DIRECTIONS
A: Repeat, word for word, the part of the passage on C++ that opens with the words "I mean, given" and closes with "way to do it.".
B: According to the passage on C++, on what date did the C++ annual developer survey close?

I wish developers would stop being so obsessed with JSON and trying to use it for anything
remotely related to structured text or configuration information.
I'm so old I remember when the same thing was happening to XML.
It was being used everywhere.
I guess it's okay I mean JSON as an intermediate data exchange format
better than XML for sure but yes they're not very human readable it's not very human readable and it
doesn't even support things like dates they say I just use string in a so format or comments indeed it's like i would
uh honestly prefer toml over json but not yaml i had my share of working with yaml didn't one bit. Significant white space. Right, that's it for the papers. And now there was a C++
annual developer survey, which closed on the 7th of June. And the results are now available. And I wanted to say that it's probably the first time in several years when I didn't finish filling a developer survey.
Not only the questions were subjective and seemed to seem to bias towards a particular understanding of the development world by the survey authors.
As an example, when asking about IDEs and compilers, the only choice for usage were primary, secondary, and occasional.
I often use more than three IDEs, and they take different priority on different platforms. Another problem was the multiple checkbox questions at the beginning asking where I
use C++ with the following choices at work, at school and in personal time.
It should be clear that these settings may be significantly different to the point that
the subsequent questions should be separate for each of the ticked settings.
But instead, the authors just joined everything together.
It appeared to me at the time that extracting any meaningful results from such a survey would be impossible.
And I think I was right, looking at these results.
The corresponding thread on Reddit started with this.
I think an important missing question is, how much do you care about ABI stability of
C++? The answer of that should guide many decisions of the standard committee.
Yes, let's use surveys to guide the committee, because as we all know, especially my UK colleagues,
referendums work really well for making important decisions.
Imagine if they wanted to turn the committee process into some sort of a democracy where
the person that screams the loudest wins, as usually is in this kind of stuff.
Yeah. We would have a dictatorship of the minority in one minute.
Lots of papers approved or not approved.
And now that the results are in.
And they confirm my fears the results themselves are in pdf format and oh my word clipped text like uh if you if you look at more complex charts, like you would think that the choices would be like visible because
there's plenty of space, but they decided to limit them to two lines and then just cut
them off.
And that mysterious hundred percent scale for all the questions, all the charts. This makes them useless.
And the data also wasn't sanitized.
What organizations come to your mind the most when you think about C++ and why?
And they decided to do a word cloud without sanitizing it. So you get things like seam, main, et cetera, mostly.
Since, given the question.
Microsoft, Google, and Google, Microsoft.
I mean, given the questions, I had low expectations, but damn.
Right. Given the questions I had low expectations, but damn. Right, next one is
how to handle errors. This old chestnut again.
Redditor wants to get an idea what people use for error handling in C++ these days.
One of the responses says, quote, for me, it's exceptions alone until I can see through the measurement and with a profiler that they are too costly.
Then it's still exceptions alone, except for the parts that show hot in the measurement.
I understand that some domains cannot use exceptions, but I rather think they are few
and between.
Too many people think they are special when they are not.
High frequency trading people working with exceptions tell me I have some leeway.
The response to the statement exceptions break control flow was, quote, early return also
breaks control flow and is considered a correct way to do it.

DATA SEGMENT
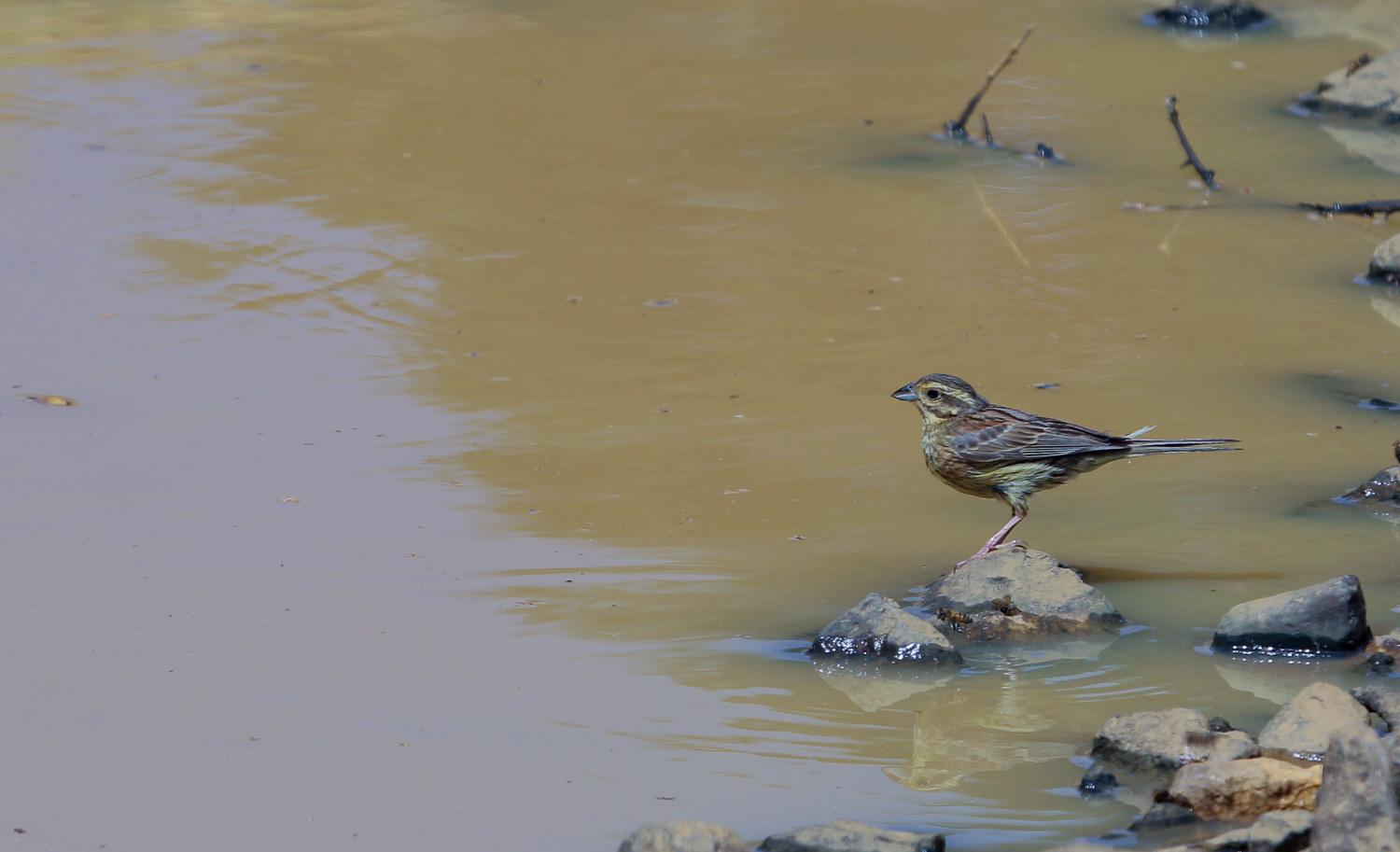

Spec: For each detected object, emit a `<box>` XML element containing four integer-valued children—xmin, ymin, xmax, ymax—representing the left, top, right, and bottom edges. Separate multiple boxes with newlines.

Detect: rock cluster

EXERCISE ANSWERS
A:
I mean, given the questions, I had low expectations, but damn.
Right. Given the questions I had low expectations, but damn. Right, next one is
how to handle errors. This old chestnut again.
Redditor wants to get an idea what people use for error handling in C++ these days.
One of the responses says, quote, for me, it's exceptions alone until I can see through the measurement and with a profiler that they are too costly.
Then it's still exceptions alone, except for the parts that show hot in the measurement.
I understand that some domains cannot use exceptions, but I rather think they are few
and between.
Too many people think they are special when they are not.
High frequency trading people working with exceptions tell me I have some leeway.
The response to the statement exceptions break control flow was, quote, early return also
breaks control flow and is considered a correct way to do it.

B: It closed on the 7th of June.